_Requirement 1_: Return the lines of the listing below without any change, starting with the line that contains "Locate the black" and going on through the final line of the listing.

_Extract to read_:

::::::::

The fields used in defining vectors can be direct references to fields defined in other rules:
vector <vector-name>{
path [/device-group[device-group-name=<device-group>]\
/device[device-name=<device>]/topic[topic-name=<topic>]\
/rule[rule-name=<rule>]/field[<field-name>=<field-value>\
AND|OR ...]/<field-name> ...];
filter <list of specific element(s) to filter out from vector>;
append <list of specific element(s) to be added to vector>;
}This syntax allows for optional filtering through the <field-name>=<field-value> portion of the construct. Vectors can also take a time-range option that picks the values from the time-range provided. When multiple values are returned over the given time-range, they are all selected as an array.
The following pre-defined formulas are supported on vectors:
unique @vector1–Returns the unique set of elements from vector1@vector1 and @vector2–Returns the intersection of unique elements in vector1 and vector2.@vector1 or @vector2–Returns the total set of unique elements in the two vectors.@vector1 unless @vector2–Returns the unique set of elements in vector-1, but not in vector-2
Variables
Variables are defined during rule creation on the Variables page. This part of variable definition creates the default value
that gets used if no specific value is set in the device group or
on the device during deployment. For example, the check-interface-status rule has one variable called interface_name. The value set on the Variables page is a regular expression
(regex), .*, that means all interfaces.
If applied as-is, the check-interface-status rule would provide interface status information about all the interfaces
on all of the devices in the device group. While applying a playbook
that contains this rule, you could override the default value at the
device group or device level. This allows you flexibility when applying
rules. The order of precedence is device value overrides device group
value and device group value overrides the default value set in the
rule.

::::::::

(Extracted data entries)
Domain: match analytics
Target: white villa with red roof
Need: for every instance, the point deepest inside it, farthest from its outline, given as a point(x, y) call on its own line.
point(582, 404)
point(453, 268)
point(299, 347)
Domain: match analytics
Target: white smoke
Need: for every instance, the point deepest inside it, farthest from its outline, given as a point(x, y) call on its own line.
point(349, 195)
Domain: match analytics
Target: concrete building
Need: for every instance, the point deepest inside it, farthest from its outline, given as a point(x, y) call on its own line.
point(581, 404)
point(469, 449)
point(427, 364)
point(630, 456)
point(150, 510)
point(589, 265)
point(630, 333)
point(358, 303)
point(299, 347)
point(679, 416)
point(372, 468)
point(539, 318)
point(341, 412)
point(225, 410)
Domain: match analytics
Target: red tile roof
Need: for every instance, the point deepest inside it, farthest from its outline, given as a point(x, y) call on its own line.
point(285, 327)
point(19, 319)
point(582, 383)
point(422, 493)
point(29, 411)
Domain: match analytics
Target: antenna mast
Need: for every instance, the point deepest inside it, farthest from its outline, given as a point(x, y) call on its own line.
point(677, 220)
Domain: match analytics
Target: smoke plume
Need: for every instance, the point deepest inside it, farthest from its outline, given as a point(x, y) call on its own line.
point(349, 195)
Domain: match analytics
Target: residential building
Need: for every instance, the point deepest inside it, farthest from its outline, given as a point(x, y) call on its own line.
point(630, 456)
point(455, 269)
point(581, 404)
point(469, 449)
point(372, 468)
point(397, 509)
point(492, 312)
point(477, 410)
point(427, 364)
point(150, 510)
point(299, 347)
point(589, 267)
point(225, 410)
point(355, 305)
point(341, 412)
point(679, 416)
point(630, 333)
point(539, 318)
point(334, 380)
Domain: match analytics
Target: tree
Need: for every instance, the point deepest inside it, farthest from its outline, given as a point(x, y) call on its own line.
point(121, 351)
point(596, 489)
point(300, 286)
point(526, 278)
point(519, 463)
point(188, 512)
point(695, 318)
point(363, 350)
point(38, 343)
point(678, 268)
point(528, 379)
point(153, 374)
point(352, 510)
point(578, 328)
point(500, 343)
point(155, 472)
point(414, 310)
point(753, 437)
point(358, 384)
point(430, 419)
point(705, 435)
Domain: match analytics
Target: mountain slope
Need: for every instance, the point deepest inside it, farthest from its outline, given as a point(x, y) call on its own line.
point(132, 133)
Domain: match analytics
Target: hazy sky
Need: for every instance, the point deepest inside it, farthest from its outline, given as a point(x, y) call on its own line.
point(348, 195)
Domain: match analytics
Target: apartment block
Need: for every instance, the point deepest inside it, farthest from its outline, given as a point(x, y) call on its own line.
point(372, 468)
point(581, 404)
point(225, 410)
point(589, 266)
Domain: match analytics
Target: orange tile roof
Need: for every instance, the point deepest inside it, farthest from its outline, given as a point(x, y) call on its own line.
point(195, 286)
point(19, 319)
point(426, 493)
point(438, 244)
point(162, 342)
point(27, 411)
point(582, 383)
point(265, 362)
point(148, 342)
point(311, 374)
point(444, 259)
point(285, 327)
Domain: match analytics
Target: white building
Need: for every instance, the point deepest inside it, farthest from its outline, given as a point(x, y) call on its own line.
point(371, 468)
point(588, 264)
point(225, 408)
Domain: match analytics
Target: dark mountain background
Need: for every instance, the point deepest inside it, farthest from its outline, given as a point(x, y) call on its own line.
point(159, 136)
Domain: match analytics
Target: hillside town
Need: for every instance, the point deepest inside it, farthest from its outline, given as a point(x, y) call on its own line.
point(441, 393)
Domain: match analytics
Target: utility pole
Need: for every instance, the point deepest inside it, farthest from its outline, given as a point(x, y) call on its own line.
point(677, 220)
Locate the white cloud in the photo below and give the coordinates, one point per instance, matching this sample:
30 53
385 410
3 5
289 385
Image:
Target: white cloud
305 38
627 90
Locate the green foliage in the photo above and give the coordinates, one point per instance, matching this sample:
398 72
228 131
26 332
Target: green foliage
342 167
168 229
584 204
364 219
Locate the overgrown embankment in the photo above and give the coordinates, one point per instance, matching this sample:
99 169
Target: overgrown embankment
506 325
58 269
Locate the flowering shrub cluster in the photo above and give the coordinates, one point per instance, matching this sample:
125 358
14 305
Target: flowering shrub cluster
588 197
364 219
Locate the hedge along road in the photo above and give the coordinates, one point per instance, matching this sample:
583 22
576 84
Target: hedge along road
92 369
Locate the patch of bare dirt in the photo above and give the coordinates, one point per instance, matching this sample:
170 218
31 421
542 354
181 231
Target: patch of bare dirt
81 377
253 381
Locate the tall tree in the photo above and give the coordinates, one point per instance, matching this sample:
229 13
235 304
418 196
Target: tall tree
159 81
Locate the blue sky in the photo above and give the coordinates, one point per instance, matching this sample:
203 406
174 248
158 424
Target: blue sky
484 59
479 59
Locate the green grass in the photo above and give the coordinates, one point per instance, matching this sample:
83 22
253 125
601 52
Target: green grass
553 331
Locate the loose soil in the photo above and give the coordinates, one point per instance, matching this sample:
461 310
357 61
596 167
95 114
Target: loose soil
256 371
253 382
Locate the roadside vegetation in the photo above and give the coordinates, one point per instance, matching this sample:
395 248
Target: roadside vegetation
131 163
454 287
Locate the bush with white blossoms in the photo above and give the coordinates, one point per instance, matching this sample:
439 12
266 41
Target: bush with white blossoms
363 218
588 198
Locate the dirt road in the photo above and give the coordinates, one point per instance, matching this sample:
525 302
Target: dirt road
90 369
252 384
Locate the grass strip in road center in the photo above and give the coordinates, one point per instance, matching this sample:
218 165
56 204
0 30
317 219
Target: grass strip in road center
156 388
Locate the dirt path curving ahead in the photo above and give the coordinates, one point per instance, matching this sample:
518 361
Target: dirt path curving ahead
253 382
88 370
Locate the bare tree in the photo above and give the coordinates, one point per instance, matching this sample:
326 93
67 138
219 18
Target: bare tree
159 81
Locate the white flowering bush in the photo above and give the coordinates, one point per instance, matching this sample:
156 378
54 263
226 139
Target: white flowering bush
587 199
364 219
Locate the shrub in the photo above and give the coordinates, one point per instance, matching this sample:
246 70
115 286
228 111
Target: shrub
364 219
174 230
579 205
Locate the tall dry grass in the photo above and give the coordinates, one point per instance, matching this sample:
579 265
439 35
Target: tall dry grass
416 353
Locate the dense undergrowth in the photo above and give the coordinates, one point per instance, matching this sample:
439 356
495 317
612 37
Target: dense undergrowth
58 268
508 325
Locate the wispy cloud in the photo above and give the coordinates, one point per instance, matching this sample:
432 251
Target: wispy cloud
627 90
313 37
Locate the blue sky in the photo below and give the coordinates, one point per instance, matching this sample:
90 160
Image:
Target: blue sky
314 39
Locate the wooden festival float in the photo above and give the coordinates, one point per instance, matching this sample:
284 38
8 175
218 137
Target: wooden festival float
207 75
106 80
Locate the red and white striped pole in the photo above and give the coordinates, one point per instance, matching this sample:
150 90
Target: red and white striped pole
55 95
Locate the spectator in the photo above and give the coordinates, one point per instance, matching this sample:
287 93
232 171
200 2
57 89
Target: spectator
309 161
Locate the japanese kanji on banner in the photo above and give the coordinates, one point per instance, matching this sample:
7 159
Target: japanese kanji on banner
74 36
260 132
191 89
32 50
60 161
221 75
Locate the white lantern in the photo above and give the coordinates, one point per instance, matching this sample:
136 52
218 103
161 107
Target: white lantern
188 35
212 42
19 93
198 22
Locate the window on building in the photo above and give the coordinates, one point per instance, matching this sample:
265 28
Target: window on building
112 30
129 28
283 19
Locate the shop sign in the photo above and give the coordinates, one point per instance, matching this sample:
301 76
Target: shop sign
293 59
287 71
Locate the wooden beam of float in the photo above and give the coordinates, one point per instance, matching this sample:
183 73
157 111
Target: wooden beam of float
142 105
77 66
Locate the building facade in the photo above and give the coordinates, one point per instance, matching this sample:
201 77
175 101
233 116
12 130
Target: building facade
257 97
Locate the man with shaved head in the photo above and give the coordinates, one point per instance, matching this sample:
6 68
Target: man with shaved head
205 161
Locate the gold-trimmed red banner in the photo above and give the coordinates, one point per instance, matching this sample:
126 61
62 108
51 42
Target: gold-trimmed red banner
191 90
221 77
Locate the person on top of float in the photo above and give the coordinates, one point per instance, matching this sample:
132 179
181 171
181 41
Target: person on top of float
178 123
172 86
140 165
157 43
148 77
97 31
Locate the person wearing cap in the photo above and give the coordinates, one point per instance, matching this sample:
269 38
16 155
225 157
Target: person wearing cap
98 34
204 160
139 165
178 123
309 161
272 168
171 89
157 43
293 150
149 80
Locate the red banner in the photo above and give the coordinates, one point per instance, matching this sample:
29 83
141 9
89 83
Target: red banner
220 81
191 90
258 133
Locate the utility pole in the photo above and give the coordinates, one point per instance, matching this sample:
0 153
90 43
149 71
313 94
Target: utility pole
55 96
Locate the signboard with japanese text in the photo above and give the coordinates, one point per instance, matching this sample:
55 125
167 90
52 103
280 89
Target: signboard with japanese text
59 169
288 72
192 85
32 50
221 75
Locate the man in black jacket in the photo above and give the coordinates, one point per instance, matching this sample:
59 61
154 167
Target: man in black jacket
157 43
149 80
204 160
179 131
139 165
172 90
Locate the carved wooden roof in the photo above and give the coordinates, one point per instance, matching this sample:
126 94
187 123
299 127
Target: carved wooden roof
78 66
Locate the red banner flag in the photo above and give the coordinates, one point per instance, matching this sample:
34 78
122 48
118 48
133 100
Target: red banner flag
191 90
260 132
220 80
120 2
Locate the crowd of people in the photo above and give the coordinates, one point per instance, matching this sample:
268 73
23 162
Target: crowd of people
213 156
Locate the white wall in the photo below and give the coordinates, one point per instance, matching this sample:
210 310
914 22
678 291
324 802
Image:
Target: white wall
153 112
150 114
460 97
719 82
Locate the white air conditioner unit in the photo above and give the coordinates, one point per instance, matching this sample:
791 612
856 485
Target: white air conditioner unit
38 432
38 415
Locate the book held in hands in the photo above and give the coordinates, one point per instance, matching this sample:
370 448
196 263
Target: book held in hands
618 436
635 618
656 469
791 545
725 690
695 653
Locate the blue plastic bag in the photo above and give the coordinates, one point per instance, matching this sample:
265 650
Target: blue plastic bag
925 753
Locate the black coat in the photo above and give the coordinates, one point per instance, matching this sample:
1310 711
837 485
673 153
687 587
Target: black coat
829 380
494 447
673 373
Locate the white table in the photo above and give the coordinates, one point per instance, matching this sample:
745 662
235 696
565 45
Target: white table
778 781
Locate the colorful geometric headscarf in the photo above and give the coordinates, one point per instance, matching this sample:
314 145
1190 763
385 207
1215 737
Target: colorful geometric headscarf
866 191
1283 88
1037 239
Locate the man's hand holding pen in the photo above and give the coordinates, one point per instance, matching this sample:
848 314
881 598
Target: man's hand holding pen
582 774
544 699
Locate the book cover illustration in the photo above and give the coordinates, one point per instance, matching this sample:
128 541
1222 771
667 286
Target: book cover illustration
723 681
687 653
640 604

::::::::

_Requirement 2_: From the excerpt on vectors and variables above, retype the passage starting with "The fields used" and going on through "as an array.", keeping every character unchanged.

_Worked answer 1_:
Locate the black coat in the photo above and give the coordinates, one point per instance, matching this sample:
1310 711
837 485
673 153
687 587
Target: black coat
829 380
494 447
673 373
Locate the white table in the photo above and give the coordinates, one point per instance, matching this sample:
745 662
235 696
565 45
Target: white table
778 781
Locate the colorful geometric headscarf in the photo above and give the coordinates, one point per instance, matching this sample:
314 145
1190 763
385 207
1215 737
Target: colorful geometric headscarf
866 191
1283 88
1037 239
Locate the man's hand holding pen in the photo above and give the coordinates, one point per instance, matching this sample:
848 314
881 598
Target: man's hand holding pen
582 774
544 699
Locate the book cover illustration in the photo above and give the coordinates, one point per instance, matching this sample:
128 541
1222 771
667 286
Target: book cover illustration
723 681
687 653
640 604

_Worked answer 2_:
The fields used in defining vectors can be direct references to fields defined in other rules:
vector <vector-name>{
path [/device-group[device-group-name=<device-group>]\
/device[device-name=<device>]/topic[topic-name=<topic>]\
/rule[rule-name=<rule>]/field[<field-name>=<field-value>\
AND|OR ...]/<field-name> ...];
filter <list of specific element(s) to filter out from vector>;
append <list of specific element(s) to be added to vector>;
}This syntax allows for optional filtering through the <field-name>=<field-value> portion of the construct. Vectors can also take a time-range option that picks the values from the time-range provided. When multiple values are returned over the given time-range, they are all selected as an array.